__Extrait du texte__.
"La transition énergétique vient d'être lancée par les députés, l'éolien reprend espoir". C'est par ces mots que Nicolas Wolff, président de France Energie Eolienne, commente la fin des débats à l'Assemblée nationale sur la proposition de loi pour une tarification progressive de l'énergie. Quel rapport direct entre cette loi et le développement de l'éolien en France ? Aucun. Mais le gouvernement et plusieurs députés ont souhaité profiter de l'examen de ce texte pour mettre en œuvre les annonces issues de la conférence environnementale visant à relancer cette énergie renouvelable. Plusieurs modifications du code de l'énergie et de l'urbanisme ont ainsi été adoptées. Reste à savoir si elles seront maintenues par les sénateurs.
Des dérogations à la loi littoral
De même, les parcs éoliens terrestres en outre-mer pourraient être exemptés du principe d'urbanisation en continuité. Selon le code de l'urbanisme, "l'extension de l'urbanisation doit se réaliser en continuité avec les agglomérations et villages existants" dans les communes littorales. Mais selon le cadre de l'énergie, les parcs éoliens doivent être situés à "une distance de 500 mètres par rapport aux constructions à usage d'habitation, aux immeubles habités et aux zones destinées à l'habitation définies dans les documents d'urbanisme en vigueur à la date de publication de la même loi". Deux dispositions difficiles à respecter en outre-mer comme l'avait démontré la société Vergnet.
La dérogation au principe d'urbanisation en continuité en zone littorale dans les départements d'outre-mer serait accordée par le préfet, après avis de la commission départementale compétente en matière de nature, de paysages et de sites et des ministres chargés de l'urbanisme, de l'environnement et de l'énergie.
Suppression du seuil des 5 mâts
Les députés ont par ailleurs supprimé l'exigence des 5 mâts instituée suite au Grenelle 2. "Le but de l'introduction d'un tel seuil était d'assurer un regroupement des installations de production afin d'éviter le mitage visuel du territoire. Cette problématique importante est déjà traitée de manière très satisfaisante par le régime des ICPE. La suppression du seuil fixé de manière absolue ne constitue donc pas un recul des outils de planification territoriale, mais vise à permettre au contraire un développement de l'éolien prenant en compte la logique de chaque territoire", explique François Brottes rapporteur du texte et rédacteur de l'un des amendements adoptés portant sur ce sujet.
Des tarifs d'achats en dehors des ZDE
Un amendement du gouvernement supprime l'obligation de développer les parcs éoliens on-shore dans des Zones de Développement de l'Eolien (ZDE) pour bénéficier de l'obligation d'achat. "Initialement pensé comme un instrument de planification subordonnant le bénéfice de l'obligation d'achat à l'implantation des éoliennes en son sein, le dispositif des zones de développement de l'éolien terrestre a révélé une certaine fragilité juridique", a justifié le gouvernement. De nombreux arrêtés préfectoraux de création de ZDE ont en effet été annulés par les tribunaux administratifs. Avec cette modification législative, il ne serait plus nécessaire d'instaurer une ZDE pour monter un projet éolien et bénéficier des tarifs d'achat. Tous les parcs éoliens quelle que soit leur localisation pourront bénéficier du tarif d'achat.

__Consigne 1__. Indiquez si chacune des affirmations suivantes concorde avec le texte sur l'éolien ci-dessus, en répondant par oui ou par non et en citant à l'identique les mots du texte qui tranchent. (a) La proposition de loi pour une tarification progressive de l'énergie a un rapport direct avec le développement de l'éolien en France. (b) La dérogation au principe d'urbanisation en continuité en zone littorale dans les départements d'outre-mer serait accordée par le préfet. (c) Après l'amendement du gouvernement, seuls les parcs éoliens situés dans une ZDE pourront bénéficier du tarif d'achat.
__Consigne 2__. Reprenez le texte sur l'éolien à la suite de sa dernière phrase et poursuivez-le.

__Données fournies__.
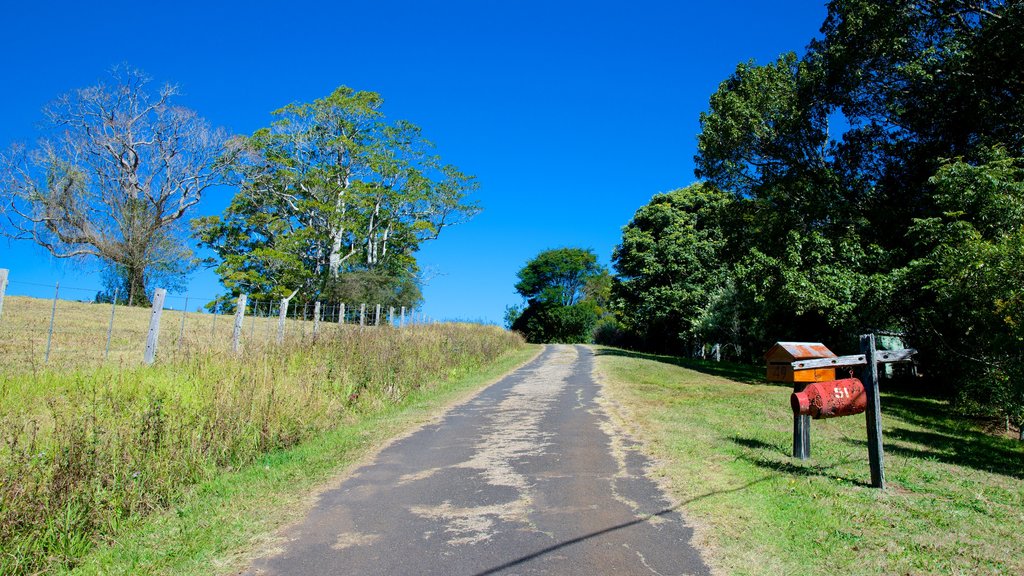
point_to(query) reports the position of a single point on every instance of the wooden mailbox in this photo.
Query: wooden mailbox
(781, 356)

__Réponse 1__.
(a) Non : « Quel rapport direct entre cette loi et le développement de l'éolien en France ? Aucun. »
(b) Oui : « La dérogation au principe d'urbanisation en continuité en zone littorale dans les départements d'outre-mer serait accordée par le préfet ».
(c) Non : « Tous les parcs éoliens quelle que soit leur localisation pourront bénéficier du tarif d'achat. »

__Réponse 2__.
Toutefois, dans ses explications de texte, le gouvernement précise que "la planification sera désormais traitée par le schéma régional éolien (SRE) annexé au schéma régional du climat, de l'air et de l'énergie (SRCAE)." Pourtant rien n'a été modifié dans les codes de lois dans ce sens. Sachant que les SRE ne sont pas, à l'heure actuelle, des documents prescriptifs, le gouvernement va-t-il maintenir son orientation ou se tourner vers les récentes propositions du CGEIET et du CGEDD ? Dans un rapport commun, remis en septembre dernier, les deux comités proposaient la création de "zones d'accueil des éoliennes" au sein des schémas de cohérence territoriale (SCOT) et des plans locaux d'urbanisme (PLU). Ce qui constituerait un renforcement des contraintes d'implantation des parcs.
Cette suppression des ZDE inquiète d'ailleurs l'association Amorce qui regroupe des collectivités et des entreprises. Sachant que la définition des ZDE était portée par les Maires, l'association y voit un recul dans l'implication des communes. "Une telle mesure réduit le rôle des collectivités locales et pourrait fragiliser l'acceptabilité locale des projets", prévient l'association qui donne d'autres pistes pour simplifier les procédures : respect des délais d'instruction, retours de consultations plus rapides et sécurisation du tarif d'achat.
L'avocat Arnaud Gossement spécialiste des questions énergétiques relève pour sa part de nombreuses zones d'ombres juridiques et notamment la question de l'extension des ZDE existantes. Le tarif d'achat s'appliquera-t-il automatiquement ? De même, de nombreuses ZDE font l'objet de recours. Si elles sont annulées, que deviennent les contrats d'achat en cours ? Les amendements prévus pour sécuriser ses questions ont tous été retirés et par conséquent n'ont pas été débattus en séance plénière. Le débat est désormais entre les mains du Sénat.